▶ [Entries supplied]:
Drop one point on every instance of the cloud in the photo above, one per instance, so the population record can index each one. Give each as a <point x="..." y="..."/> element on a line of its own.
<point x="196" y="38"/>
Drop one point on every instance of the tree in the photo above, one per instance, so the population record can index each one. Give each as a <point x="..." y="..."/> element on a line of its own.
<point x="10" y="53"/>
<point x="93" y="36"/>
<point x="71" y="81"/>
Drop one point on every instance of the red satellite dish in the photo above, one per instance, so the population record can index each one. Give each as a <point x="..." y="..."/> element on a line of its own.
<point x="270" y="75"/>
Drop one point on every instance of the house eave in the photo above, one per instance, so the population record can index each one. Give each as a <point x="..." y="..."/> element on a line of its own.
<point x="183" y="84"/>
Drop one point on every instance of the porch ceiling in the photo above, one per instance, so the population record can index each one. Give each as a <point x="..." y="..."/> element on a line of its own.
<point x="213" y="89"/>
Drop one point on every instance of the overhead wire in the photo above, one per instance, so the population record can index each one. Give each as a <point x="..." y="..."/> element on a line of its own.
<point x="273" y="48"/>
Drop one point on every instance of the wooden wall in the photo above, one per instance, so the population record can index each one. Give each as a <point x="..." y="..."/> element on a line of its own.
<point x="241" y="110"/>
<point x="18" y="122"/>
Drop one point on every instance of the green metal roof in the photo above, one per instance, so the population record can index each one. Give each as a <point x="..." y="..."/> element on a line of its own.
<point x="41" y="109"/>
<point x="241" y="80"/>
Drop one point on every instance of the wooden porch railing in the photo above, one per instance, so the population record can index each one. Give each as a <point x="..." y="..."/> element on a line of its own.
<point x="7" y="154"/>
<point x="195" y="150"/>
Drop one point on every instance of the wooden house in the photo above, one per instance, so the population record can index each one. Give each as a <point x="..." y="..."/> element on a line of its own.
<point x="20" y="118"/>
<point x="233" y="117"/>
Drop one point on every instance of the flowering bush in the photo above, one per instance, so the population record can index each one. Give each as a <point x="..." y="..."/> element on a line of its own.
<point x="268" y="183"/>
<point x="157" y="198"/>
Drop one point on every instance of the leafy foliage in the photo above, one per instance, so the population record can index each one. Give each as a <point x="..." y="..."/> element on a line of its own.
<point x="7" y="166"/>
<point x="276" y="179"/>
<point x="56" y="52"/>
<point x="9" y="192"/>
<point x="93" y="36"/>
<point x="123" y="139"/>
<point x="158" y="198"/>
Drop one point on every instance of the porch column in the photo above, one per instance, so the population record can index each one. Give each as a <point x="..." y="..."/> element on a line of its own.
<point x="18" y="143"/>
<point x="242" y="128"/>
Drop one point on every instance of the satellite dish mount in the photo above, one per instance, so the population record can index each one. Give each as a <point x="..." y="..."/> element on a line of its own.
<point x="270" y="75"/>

...

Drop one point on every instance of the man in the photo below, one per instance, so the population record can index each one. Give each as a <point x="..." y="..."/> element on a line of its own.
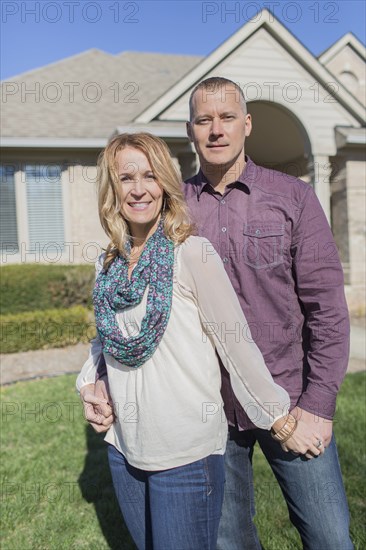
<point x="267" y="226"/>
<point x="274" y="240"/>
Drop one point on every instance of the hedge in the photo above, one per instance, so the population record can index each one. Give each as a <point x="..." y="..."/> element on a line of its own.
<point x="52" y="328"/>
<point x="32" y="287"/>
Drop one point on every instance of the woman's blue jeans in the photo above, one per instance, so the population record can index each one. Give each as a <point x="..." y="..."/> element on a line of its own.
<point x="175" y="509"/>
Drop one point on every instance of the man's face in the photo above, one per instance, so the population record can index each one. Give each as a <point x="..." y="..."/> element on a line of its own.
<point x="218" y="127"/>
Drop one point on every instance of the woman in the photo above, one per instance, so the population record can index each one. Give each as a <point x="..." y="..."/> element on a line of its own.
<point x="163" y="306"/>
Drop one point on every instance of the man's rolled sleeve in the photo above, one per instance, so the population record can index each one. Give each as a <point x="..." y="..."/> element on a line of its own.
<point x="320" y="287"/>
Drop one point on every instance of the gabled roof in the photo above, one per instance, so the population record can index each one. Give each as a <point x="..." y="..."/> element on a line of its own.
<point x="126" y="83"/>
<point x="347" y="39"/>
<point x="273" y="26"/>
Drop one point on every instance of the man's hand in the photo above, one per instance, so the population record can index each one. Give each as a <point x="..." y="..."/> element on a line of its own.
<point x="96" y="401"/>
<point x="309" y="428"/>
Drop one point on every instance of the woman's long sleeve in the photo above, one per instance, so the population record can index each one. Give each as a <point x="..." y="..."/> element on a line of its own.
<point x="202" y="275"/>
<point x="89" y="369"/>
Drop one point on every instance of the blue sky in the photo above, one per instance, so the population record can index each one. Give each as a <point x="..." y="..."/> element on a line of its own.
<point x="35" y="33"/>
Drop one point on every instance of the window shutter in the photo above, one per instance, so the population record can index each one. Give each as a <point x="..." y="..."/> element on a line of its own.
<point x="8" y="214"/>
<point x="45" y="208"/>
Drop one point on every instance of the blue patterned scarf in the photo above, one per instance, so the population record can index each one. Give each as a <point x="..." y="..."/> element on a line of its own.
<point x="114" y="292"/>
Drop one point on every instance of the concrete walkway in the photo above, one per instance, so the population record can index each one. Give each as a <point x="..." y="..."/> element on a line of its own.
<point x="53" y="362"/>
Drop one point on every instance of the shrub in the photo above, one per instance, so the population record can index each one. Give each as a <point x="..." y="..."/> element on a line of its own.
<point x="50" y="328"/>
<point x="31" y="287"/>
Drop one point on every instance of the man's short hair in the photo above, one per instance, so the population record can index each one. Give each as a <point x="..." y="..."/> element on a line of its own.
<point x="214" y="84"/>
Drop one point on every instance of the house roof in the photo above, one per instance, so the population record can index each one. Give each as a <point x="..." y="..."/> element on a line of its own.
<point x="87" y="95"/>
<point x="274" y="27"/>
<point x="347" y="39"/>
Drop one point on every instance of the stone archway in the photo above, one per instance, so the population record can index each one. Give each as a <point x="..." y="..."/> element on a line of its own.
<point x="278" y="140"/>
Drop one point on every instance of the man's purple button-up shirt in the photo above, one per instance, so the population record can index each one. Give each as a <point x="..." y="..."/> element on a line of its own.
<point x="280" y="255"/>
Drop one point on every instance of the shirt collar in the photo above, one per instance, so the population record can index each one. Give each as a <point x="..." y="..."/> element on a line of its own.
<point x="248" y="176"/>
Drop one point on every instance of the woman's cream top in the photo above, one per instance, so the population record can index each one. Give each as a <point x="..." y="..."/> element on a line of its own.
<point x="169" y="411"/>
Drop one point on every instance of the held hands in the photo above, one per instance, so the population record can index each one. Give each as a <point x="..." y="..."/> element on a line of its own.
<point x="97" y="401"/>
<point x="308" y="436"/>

▶ [Exercise details]:
Find each line in the listing above that contains the word "shirt", matching case exactly, and copy those lines out in full.

▶ [Output]:
Drop one point on every instance of the man's purple button-up shirt in the photo above, one per instance, so the population record can index each one. Give each as a <point x="..." y="..."/> element on a line of its own.
Drop one point on every instance of the shirt collar in the photo above, one per instance, so the population record can index each one. Give each as a <point x="..." y="..."/> element on a line of its own.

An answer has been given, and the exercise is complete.